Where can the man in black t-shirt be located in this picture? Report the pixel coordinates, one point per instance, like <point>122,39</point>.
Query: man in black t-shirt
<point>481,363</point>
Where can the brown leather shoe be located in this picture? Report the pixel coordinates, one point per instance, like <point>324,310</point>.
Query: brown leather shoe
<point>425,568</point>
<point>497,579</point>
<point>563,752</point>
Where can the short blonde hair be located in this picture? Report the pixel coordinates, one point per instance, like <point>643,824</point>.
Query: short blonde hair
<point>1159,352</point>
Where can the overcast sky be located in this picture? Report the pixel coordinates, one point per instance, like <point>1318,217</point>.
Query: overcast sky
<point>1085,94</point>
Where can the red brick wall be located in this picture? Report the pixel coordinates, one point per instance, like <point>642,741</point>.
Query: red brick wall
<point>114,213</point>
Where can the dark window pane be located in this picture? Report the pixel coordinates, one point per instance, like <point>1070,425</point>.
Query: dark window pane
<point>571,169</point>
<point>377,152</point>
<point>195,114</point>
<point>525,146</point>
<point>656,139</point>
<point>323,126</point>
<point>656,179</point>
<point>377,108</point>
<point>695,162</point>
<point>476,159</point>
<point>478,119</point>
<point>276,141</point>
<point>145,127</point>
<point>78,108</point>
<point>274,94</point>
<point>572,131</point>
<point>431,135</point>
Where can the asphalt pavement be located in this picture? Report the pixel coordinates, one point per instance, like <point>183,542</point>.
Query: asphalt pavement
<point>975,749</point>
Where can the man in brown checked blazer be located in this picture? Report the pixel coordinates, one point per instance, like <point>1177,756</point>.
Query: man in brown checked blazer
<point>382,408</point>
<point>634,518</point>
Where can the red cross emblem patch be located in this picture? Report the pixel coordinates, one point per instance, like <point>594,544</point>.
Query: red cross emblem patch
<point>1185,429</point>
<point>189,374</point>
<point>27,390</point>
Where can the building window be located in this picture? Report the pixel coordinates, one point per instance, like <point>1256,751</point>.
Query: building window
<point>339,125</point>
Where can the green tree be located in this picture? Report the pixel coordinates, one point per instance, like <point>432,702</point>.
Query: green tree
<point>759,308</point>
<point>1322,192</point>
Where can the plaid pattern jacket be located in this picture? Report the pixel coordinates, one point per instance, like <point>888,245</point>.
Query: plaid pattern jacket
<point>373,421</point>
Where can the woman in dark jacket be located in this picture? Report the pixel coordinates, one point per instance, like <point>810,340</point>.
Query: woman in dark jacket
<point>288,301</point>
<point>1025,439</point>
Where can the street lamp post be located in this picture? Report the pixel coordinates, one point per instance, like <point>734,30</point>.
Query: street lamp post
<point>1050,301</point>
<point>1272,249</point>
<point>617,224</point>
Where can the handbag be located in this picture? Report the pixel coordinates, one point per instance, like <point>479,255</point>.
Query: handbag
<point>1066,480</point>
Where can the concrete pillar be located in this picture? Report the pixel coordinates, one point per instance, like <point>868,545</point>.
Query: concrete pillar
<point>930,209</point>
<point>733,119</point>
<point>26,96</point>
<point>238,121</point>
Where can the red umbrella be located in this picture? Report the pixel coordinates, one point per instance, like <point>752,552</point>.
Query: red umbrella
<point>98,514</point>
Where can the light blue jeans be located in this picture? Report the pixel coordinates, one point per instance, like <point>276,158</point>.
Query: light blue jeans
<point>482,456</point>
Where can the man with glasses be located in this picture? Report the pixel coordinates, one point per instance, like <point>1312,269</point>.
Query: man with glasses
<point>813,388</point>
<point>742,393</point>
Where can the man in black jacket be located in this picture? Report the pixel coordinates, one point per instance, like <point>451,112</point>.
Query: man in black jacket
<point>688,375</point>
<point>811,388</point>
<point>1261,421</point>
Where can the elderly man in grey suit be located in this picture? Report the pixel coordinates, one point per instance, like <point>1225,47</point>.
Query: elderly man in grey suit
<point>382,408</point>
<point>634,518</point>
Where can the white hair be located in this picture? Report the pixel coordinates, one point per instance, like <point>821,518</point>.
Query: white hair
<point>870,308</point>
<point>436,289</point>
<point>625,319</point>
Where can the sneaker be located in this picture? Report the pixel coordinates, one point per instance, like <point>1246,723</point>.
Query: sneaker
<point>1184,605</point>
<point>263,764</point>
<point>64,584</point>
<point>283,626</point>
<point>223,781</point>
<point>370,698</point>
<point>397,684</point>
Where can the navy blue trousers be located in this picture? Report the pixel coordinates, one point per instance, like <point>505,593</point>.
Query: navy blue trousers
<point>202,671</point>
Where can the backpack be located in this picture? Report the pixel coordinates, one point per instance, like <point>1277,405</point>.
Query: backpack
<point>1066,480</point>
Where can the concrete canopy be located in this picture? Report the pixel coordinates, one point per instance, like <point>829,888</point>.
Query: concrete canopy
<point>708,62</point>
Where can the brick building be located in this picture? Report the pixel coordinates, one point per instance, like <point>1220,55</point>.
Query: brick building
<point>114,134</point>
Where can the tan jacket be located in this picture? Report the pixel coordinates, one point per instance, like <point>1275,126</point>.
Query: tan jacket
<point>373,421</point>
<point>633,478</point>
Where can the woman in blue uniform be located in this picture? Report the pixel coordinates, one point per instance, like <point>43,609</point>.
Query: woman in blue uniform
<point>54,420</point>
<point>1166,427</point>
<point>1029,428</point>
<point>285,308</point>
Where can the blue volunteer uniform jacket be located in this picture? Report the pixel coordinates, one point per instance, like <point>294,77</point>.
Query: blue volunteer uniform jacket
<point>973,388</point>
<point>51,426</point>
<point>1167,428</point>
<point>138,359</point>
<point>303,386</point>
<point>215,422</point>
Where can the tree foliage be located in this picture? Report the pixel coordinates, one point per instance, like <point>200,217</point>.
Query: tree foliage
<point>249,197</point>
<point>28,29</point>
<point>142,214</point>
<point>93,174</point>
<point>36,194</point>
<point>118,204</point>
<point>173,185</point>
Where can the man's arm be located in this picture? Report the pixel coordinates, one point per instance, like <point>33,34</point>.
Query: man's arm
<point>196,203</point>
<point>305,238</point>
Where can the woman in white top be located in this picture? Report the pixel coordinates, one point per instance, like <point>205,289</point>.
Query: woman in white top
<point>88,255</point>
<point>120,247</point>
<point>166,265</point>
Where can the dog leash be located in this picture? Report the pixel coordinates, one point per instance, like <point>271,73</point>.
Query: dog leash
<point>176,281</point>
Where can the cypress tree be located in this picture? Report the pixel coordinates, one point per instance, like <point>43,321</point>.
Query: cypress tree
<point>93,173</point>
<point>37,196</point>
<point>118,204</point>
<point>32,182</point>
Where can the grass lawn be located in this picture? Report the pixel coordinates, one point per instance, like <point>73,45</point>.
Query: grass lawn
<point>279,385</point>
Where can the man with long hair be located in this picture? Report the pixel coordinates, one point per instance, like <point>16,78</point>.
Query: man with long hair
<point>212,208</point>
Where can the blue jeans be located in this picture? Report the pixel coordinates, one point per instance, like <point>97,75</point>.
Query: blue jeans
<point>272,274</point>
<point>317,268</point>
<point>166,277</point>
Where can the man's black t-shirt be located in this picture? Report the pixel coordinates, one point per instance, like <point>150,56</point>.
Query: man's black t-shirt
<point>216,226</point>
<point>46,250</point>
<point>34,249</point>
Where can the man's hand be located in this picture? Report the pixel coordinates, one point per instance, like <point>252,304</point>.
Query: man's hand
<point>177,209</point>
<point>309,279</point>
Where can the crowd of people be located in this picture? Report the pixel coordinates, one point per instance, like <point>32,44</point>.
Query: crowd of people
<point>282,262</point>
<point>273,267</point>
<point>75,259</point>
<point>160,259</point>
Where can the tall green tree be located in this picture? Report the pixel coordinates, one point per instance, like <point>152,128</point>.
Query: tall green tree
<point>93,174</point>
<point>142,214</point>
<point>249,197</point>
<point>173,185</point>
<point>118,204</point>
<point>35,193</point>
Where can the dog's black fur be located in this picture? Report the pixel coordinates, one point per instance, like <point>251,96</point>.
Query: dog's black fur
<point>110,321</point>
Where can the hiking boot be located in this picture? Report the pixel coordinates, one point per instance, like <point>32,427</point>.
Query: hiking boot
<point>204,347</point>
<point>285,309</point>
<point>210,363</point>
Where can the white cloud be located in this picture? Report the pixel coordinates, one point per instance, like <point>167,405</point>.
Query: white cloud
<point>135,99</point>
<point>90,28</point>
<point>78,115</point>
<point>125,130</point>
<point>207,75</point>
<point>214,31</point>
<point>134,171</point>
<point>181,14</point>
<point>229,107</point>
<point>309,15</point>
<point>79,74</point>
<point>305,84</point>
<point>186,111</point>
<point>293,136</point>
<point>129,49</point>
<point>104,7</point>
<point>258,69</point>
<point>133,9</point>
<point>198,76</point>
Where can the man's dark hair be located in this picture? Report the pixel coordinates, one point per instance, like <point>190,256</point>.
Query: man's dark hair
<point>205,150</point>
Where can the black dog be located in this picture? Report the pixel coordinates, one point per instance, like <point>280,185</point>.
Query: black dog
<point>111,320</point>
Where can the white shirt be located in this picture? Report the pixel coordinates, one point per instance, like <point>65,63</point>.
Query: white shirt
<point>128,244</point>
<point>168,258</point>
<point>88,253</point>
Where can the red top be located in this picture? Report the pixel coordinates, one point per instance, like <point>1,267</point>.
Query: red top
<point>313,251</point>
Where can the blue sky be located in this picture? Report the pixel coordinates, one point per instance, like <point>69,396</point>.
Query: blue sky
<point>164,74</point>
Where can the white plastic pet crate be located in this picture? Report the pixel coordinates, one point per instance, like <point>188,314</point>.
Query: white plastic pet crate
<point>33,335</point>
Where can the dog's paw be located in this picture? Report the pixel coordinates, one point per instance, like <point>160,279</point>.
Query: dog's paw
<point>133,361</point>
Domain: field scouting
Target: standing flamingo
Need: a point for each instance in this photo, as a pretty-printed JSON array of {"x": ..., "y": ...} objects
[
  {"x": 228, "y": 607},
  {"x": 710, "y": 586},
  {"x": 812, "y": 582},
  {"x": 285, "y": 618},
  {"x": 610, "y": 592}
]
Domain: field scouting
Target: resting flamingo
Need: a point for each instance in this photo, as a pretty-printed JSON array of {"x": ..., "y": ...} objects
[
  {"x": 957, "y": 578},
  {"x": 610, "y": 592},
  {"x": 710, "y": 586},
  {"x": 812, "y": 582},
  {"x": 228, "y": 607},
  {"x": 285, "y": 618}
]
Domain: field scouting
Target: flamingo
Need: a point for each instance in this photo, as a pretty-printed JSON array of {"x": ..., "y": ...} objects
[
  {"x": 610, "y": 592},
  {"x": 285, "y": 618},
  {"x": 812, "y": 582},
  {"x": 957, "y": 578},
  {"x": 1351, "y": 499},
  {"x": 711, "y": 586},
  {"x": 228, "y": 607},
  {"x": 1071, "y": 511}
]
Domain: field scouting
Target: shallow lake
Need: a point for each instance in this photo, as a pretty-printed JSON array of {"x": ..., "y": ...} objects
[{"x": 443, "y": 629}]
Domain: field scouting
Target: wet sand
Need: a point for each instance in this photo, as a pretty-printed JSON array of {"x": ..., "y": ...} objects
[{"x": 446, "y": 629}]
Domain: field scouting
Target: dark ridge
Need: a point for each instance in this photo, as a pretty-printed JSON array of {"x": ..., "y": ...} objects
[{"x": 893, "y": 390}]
----
** TASK **
All that should appear in the response is the run of lines from the first line of the entries through the line containing "Where can the red brick", copied exactly.

** EXERCISE ANSWER **
Where can the man in black t-shirt be located in this picture? Report the pixel coordinates, one point per instance, like <point>122,39</point>.
Query: man in black t-shirt
<point>481,363</point>
Where can the brown leather shoe be located in this picture? Report the pixel coordinates, one point per instance, like <point>324,310</point>.
Query: brown leather shoe
<point>425,568</point>
<point>497,579</point>
<point>563,752</point>
Where can the short blonde hair be located in this picture? Report the pixel coordinates, one point per instance, like <point>643,824</point>.
Query: short blonde hair
<point>1159,352</point>
Where can the overcast sky be located in this picture? Report the pixel coordinates, one point per instance, like <point>1318,217</point>.
Query: overcast sky
<point>1085,94</point>
Where can the red brick wall be located in this picture? Report the pixel coordinates, one point per instance, like <point>642,741</point>.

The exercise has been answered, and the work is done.